■ Location annotation dataset excerpts ■
···

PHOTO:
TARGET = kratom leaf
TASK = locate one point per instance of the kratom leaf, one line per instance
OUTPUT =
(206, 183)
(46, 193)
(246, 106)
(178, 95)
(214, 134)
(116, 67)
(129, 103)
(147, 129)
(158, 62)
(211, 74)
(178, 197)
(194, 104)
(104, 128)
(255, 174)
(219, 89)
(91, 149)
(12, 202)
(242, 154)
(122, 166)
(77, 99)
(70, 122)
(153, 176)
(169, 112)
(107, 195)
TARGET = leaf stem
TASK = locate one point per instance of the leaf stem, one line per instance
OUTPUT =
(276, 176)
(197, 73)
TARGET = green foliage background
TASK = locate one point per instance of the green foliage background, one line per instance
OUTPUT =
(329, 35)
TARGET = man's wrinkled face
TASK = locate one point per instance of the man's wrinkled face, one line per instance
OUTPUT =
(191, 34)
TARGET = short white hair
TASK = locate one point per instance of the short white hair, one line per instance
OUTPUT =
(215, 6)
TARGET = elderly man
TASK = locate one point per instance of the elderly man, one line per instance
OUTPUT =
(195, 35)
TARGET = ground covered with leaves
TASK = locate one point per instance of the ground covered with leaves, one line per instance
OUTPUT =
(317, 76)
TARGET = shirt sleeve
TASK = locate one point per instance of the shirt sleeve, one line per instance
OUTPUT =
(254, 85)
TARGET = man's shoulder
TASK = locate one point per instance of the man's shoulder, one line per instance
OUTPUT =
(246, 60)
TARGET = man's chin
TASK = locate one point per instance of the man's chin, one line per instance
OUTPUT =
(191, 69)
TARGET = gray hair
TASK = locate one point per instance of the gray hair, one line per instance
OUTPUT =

···

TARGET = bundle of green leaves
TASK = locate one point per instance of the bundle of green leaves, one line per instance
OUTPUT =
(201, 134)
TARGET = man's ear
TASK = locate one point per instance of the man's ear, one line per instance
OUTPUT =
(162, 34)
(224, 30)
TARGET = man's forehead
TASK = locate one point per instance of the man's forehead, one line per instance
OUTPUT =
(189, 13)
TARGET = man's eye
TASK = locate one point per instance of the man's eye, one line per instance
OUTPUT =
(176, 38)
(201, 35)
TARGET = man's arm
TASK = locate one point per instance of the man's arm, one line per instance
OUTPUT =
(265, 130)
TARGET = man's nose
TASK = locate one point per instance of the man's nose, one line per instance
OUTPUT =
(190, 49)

···

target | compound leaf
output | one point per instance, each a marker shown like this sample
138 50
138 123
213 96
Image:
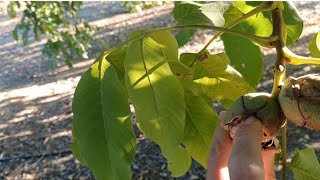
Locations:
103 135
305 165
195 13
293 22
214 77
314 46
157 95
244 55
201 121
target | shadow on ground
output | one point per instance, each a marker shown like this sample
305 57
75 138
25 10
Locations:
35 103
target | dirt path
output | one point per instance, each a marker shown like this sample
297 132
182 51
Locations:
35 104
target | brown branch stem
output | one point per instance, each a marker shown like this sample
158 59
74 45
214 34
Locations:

···

■ TASK TO COMPLETE ■
List every line in the records above that contains the string "face". Case must match.

■ CORRECT ANSWER ■
TARGET = man's wrinkled face
TASK = locate one point per instance of the man's wrinkled face, one line per instance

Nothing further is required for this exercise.